*EXERCISE DATA*
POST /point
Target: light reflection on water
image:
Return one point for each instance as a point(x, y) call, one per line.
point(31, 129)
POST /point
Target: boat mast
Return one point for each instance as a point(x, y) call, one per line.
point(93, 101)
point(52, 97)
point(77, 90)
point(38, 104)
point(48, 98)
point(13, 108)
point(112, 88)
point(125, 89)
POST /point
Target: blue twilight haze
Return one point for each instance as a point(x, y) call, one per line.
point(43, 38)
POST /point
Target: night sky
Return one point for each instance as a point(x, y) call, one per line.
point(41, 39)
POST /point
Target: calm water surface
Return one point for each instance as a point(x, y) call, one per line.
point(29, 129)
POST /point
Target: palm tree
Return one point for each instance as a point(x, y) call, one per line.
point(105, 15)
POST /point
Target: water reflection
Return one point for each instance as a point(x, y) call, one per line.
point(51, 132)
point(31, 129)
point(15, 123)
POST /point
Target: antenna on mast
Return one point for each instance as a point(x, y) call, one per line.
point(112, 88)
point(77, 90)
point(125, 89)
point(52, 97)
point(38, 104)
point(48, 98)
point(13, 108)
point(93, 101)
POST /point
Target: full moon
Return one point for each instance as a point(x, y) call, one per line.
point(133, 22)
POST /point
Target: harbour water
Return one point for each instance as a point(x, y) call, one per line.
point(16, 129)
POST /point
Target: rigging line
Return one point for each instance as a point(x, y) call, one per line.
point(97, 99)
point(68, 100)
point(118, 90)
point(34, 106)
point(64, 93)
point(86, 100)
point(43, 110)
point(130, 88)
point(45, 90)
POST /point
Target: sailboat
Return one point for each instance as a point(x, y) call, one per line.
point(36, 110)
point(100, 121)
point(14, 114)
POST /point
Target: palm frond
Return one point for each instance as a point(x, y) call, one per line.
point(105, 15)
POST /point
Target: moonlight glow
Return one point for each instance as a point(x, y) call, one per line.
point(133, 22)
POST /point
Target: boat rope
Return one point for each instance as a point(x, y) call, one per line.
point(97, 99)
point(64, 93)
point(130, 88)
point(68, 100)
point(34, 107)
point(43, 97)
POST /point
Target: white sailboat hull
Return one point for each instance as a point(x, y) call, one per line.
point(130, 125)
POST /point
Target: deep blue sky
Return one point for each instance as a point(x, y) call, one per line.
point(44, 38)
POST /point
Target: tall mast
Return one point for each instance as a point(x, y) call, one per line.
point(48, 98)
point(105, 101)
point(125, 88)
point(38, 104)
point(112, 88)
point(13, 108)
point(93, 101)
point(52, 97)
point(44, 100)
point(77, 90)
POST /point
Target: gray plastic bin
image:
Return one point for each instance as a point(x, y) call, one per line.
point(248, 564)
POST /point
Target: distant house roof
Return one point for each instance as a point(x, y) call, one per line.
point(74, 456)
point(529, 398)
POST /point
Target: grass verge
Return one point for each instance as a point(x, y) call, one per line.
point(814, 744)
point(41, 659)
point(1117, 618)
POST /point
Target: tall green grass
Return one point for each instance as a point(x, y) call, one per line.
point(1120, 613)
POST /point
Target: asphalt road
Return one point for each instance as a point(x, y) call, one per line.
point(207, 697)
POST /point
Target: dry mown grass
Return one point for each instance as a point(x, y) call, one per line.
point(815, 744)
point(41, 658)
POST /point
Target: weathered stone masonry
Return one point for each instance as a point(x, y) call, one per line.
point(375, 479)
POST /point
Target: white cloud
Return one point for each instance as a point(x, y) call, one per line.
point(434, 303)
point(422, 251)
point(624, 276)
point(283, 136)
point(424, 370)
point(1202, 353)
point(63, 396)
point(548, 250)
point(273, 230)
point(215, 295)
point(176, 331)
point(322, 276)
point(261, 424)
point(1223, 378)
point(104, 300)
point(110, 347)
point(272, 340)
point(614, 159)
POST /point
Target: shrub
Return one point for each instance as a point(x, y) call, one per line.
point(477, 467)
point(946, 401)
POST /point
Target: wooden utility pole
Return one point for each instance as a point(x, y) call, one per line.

*WHAT THE TASK ASKS*
Print all of the records above again word for word, line by line, with nothing changed.

*THE RESULT*
POST /point
Target: light reflection on water
image:
Return one point for each instance as a point(x, y) call, one per line.
point(31, 129)
POST /point
Target: boat mast
Return one point for each instance as a point(x, y) call, one per line.
point(93, 101)
point(52, 97)
point(77, 90)
point(38, 104)
point(48, 98)
point(13, 108)
point(112, 88)
point(125, 89)
POST /point
Target: blue twilight haze
Return one point for each instance as a point(x, y) call, one per line.
point(43, 38)
POST /point
Target: night sky
Return one point for each instance as a point(x, y) call, one per line.
point(41, 39)
POST /point
Target: calm water surface
Return one point for each instance as a point(x, y) call, one per line.
point(29, 129)
POST /point
Target: palm tree
Return one point for each instance as a point(x, y) call, one per line.
point(105, 15)
POST /point
Target: water reflection
Return one point for each instance as a point(x, y) call, one per line.
point(51, 132)
point(31, 129)
point(15, 123)
POST /point
Target: antenna on mast
Return one point for each instance as a point(x, y) call, one per line.
point(112, 88)
point(77, 90)
point(125, 89)
point(52, 97)
point(38, 104)
point(48, 98)
point(13, 108)
point(93, 101)
POST /point
Target: full moon
Return one point for each instance as a point(x, y) call, one per line.
point(133, 22)
POST /point
Target: harbour water
Return one point for each instance as a point(x, y) call, one per line.
point(16, 129)
POST /point
Target: rigging line
Return one point for each instance as a point(x, y) call, one per line.
point(97, 99)
point(68, 100)
point(118, 90)
point(34, 106)
point(64, 93)
point(86, 100)
point(43, 110)
point(130, 88)
point(45, 90)
POST /point
Target: sailboat
Return one point for each instance as a point(x, y) call, one per line.
point(36, 110)
point(100, 121)
point(14, 114)
POST /point
Target: palm frond
Return one point for each instance as a point(x, y) call, one per line.
point(105, 15)
POST /point
Target: moonlight glow
Return one point for each instance as a point(x, y) call, one per line.
point(133, 22)
POST /point
Target: boat rope
Return one point for each instance as a point(x, y) call, one per line.
point(97, 99)
point(64, 93)
point(130, 88)
point(68, 100)
point(34, 107)
point(43, 97)
POST /point
Target: white sailboat hull
Return one point for each instance as a point(x, y) call, one per line.
point(130, 125)
POST /point
Target: deep blue sky
Return one point for each instance as a point(x, y) call, one per line.
point(44, 38)
POST /point
Target: tall mast
Return one point for each instance as a point(x, y) call, one per line.
point(48, 98)
point(105, 101)
point(125, 88)
point(38, 104)
point(112, 88)
point(13, 108)
point(93, 101)
point(52, 97)
point(44, 100)
point(77, 90)
POST /point
Target: gray plastic bin
image:
Return one point for each instance as a point(x, y) call, one per line.
point(248, 564)
POST /point
Target: distant house roof
Return one point for each instance as a point(x, y) call, one per line.
point(74, 456)
point(529, 398)
POST /point
Target: grass verge
Return one point for each instance as a point(x, y) call, one per line.
point(814, 744)
point(41, 659)
point(1117, 618)
POST /point
Target: tall green grass
Return one point for each instance as a point(x, y) call, one per line.
point(1120, 613)
POST /point
Target: asphalt road
Return one point for each instance as a point(x, y) call, one per line.
point(207, 697)
POST /point
Target: dry mown grass
Return one point for each instance as a point(x, y) call, one per line.
point(815, 744)
point(41, 658)
POST /point
Target: weathered stone masonry
Return one point for each instance as a point(x, y) call, one per line.
point(375, 479)
POST /point
Target: white cloud
Return one point for each instance as a point(x, y) call, one per line.
point(434, 303)
point(422, 251)
point(624, 276)
point(283, 136)
point(424, 370)
point(1202, 353)
point(63, 396)
point(548, 250)
point(273, 230)
point(215, 295)
point(176, 331)
point(322, 276)
point(261, 424)
point(1223, 378)
point(104, 300)
point(110, 347)
point(272, 340)
point(614, 159)
POST /point
Target: shrub
Return one point for each instance as a point(x, y) call, one per line.
point(477, 467)
point(946, 401)
POST /point
Target: wooden utility pole
Return one point for each instance as a point(x, y) call, one per line.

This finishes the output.